= What to do =
What you give back must match the data exactly, minus the pictures.

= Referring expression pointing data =
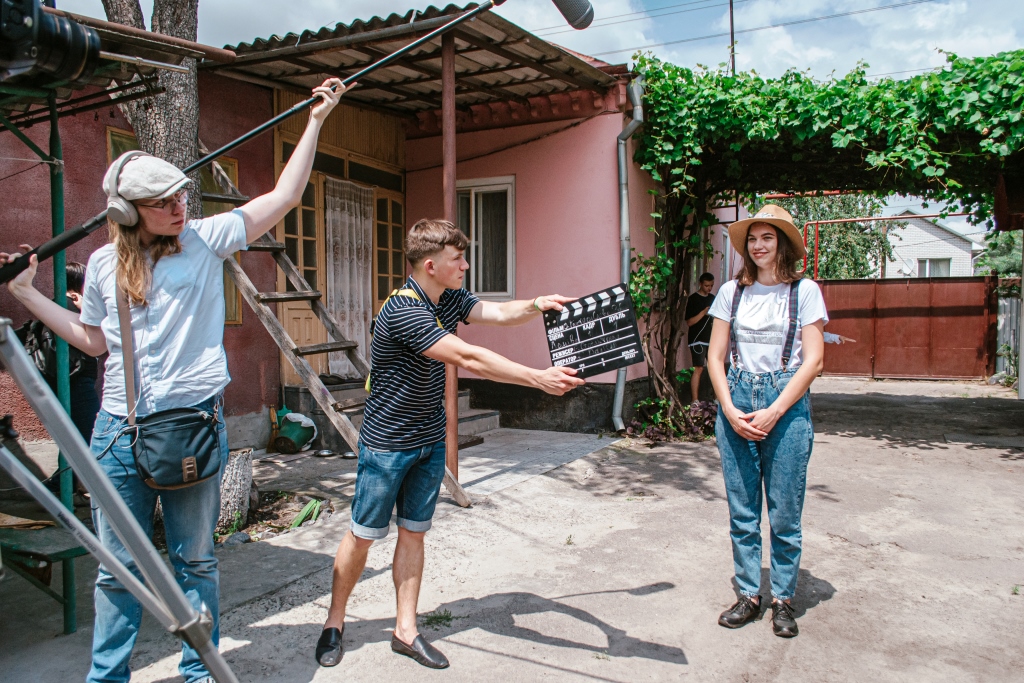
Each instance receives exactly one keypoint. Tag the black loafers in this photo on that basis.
(744, 611)
(422, 651)
(329, 650)
(782, 621)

= Task output =
Each instance receives exactly one keypoint. Tag the black loafers in this photo on that basis.
(744, 611)
(422, 651)
(329, 650)
(782, 621)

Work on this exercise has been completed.